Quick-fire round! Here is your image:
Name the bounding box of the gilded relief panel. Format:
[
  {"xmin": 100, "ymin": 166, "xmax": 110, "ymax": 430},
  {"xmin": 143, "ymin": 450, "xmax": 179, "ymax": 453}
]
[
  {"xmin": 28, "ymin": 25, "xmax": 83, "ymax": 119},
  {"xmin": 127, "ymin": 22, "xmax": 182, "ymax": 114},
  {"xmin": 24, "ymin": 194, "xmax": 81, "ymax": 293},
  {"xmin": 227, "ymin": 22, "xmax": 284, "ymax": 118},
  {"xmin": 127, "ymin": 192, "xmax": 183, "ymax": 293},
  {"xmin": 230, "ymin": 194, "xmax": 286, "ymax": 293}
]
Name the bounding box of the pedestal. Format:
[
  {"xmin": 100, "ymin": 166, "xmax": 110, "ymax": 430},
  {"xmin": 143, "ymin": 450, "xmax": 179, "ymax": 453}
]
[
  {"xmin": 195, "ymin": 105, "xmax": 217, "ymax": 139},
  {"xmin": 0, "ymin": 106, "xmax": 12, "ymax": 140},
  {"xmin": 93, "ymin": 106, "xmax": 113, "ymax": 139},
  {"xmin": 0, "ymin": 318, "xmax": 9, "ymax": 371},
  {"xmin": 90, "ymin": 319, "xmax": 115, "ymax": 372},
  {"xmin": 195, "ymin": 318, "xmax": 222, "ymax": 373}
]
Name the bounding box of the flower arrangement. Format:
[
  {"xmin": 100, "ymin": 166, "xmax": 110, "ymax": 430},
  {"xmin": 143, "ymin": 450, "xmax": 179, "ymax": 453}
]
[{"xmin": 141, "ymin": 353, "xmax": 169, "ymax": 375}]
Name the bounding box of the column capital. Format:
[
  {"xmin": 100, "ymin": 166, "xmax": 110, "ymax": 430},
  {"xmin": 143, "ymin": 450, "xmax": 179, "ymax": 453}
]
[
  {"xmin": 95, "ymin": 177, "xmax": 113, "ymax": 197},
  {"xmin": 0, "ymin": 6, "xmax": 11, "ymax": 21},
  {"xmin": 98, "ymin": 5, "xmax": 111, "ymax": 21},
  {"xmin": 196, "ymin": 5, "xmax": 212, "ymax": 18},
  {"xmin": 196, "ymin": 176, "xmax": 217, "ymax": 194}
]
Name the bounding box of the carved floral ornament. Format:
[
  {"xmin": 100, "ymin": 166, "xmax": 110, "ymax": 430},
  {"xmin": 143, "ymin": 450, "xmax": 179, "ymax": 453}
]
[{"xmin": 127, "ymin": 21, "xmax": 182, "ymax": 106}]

- **Requirements**: Could you copy every line of the material above, word for word, with nothing changed?

- **Correct response**:
Quick-fire round! Here is your image:
Name the bounding box of the gilded relief panel. Format:
[
  {"xmin": 100, "ymin": 166, "xmax": 110, "ymax": 430},
  {"xmin": 143, "ymin": 450, "xmax": 179, "ymax": 453}
]
[
  {"xmin": 28, "ymin": 25, "xmax": 83, "ymax": 119},
  {"xmin": 127, "ymin": 22, "xmax": 182, "ymax": 114},
  {"xmin": 24, "ymin": 194, "xmax": 81, "ymax": 293},
  {"xmin": 227, "ymin": 22, "xmax": 284, "ymax": 118},
  {"xmin": 127, "ymin": 192, "xmax": 183, "ymax": 293},
  {"xmin": 230, "ymin": 194, "xmax": 286, "ymax": 293}
]
Name the bounding box of the pedestal. Format:
[
  {"xmin": 100, "ymin": 166, "xmax": 110, "ymax": 430},
  {"xmin": 143, "ymin": 450, "xmax": 179, "ymax": 453}
]
[
  {"xmin": 195, "ymin": 105, "xmax": 217, "ymax": 139},
  {"xmin": 0, "ymin": 106, "xmax": 12, "ymax": 140},
  {"xmin": 93, "ymin": 106, "xmax": 113, "ymax": 139},
  {"xmin": 0, "ymin": 318, "xmax": 9, "ymax": 371},
  {"xmin": 90, "ymin": 319, "xmax": 115, "ymax": 372},
  {"xmin": 195, "ymin": 318, "xmax": 222, "ymax": 373}
]
Name the bounding box of the flower arrangement. Format:
[
  {"xmin": 100, "ymin": 166, "xmax": 110, "ymax": 430},
  {"xmin": 143, "ymin": 450, "xmax": 179, "ymax": 453}
]
[{"xmin": 141, "ymin": 353, "xmax": 169, "ymax": 375}]
Name the bounding box of the column capital. Format:
[
  {"xmin": 100, "ymin": 166, "xmax": 110, "ymax": 430},
  {"xmin": 143, "ymin": 450, "xmax": 179, "ymax": 453}
]
[
  {"xmin": 95, "ymin": 177, "xmax": 113, "ymax": 197},
  {"xmin": 0, "ymin": 6, "xmax": 11, "ymax": 21},
  {"xmin": 98, "ymin": 5, "xmax": 111, "ymax": 21},
  {"xmin": 196, "ymin": 5, "xmax": 212, "ymax": 18},
  {"xmin": 196, "ymin": 176, "xmax": 217, "ymax": 194}
]
Name the bounding box of the carved floral ornament. Format:
[
  {"xmin": 100, "ymin": 166, "xmax": 110, "ymax": 430},
  {"xmin": 143, "ymin": 450, "xmax": 179, "ymax": 453}
]
[{"xmin": 127, "ymin": 21, "xmax": 182, "ymax": 106}]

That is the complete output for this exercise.